Q10 Chairman: Can we just go on to
the exchange in the Select Committee which generated this. Were
you surprised at the answer you got?
Chris Grayling: Yes, I was.
Q11 Chairman: Why did you not pursue
it?
Chris Grayling: It is quite difficult
when you are a new MP and, as I rapidly learned, asking questions
of Ministers does not always generate the answers that you think
you should get or you think you are likely to get. It is quite
difficult actually when you think you are right and the Minister
says something very different to you. Do you take a step back
and say, "Well, I don't believe you"? Would you, as
an MP of four or five months, say to a Cabinet Minister, "I
don't believe you. I think you're lying to me. I don't think you
are telling the truth"? I did not really believe him at the
time, to be honest, but I guess I thought it was inappropriate
to challenge him and say, "I do not think that's right".
I did not have the evidence to hand. If I had had even a hint
of the documentation we have got now through the court case, I
would certainly have challenged him over that, but it is quite
difficult. It is a fundamental principle of this place, that you
should be able to ask a Minister a straight question and get a
straight answer. It is quite difficult to turn around when you
think the answer you are getting is not straight and accuse him
of not being up-front with you.

(Records from a data source)
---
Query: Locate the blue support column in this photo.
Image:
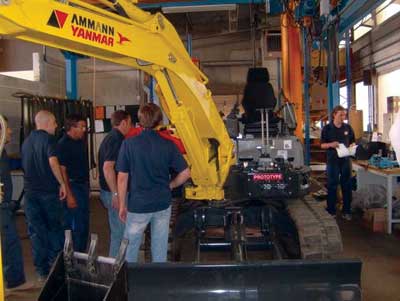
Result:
[276,58,282,105]
[302,28,311,166]
[63,51,80,99]
[326,27,340,116]
[345,30,353,110]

▸ **WRITTEN REQUEST 1**
Print the stretch of the committee transcript from "I did not have" through "up-front with you.".
▸ **WRITTEN REQUEST 2**
Write what follows the last sentence of the committee transcript.
The items have no role in this.

▸ **WRITTEN RESPONSE 1**
I did not have the evidence to hand. If I had had even a hint
of the documentation we have got now through the court case, I
would certainly have challenged him over that, but it is quite
difficult. It is a fundamental principle of this place, that you
should be able to ask a Minister a straight question and get a
straight answer. It is quite difficult to turn around when you
think the answer you are getting is not straight and accuse him
of not being up-front with you.

▸ **WRITTEN RESPONSE 2**
Q12 Chairman: If he had given you
a different answer than the one which you might think was correct
and said, "Well, of course, as a responsible Secretary of
State, my Department and I are looking at all the options in case
this company collapses", would that have changed the course
of history?
Chris Grayling: It would not have
changed the course of history. What it would have done though
is enabled MPs who were scrutinising what was happening. You have
got to bear in mind that the Government, as has now been demonstrated
in the courts, and I accept that the Government did not lose the
court case, but it is quite clear that the Government took a view
that it needed either to prepare or indeed push proactively towards
making alternative arrangements for a listed company. That is
quite a significant intervention in the business arena by the
Government. I think the House has a right to know and to understand
and question the motivation for doing that. The shareholders argued
then, and continue to argue, that their assets were renationalised
by stealth. Now, whether or not they are right to do so, and they
went to court and they did not win the court case, nonetheless
surely it must be right that Parliament can ask full and proper
questions about what the Government has done, and in this case
the answer given by the Secretary of State meant that the Committee
was unable to pursue what otherwise would have been a legitimate
line of questioning to understand what the Government had done,
when and why.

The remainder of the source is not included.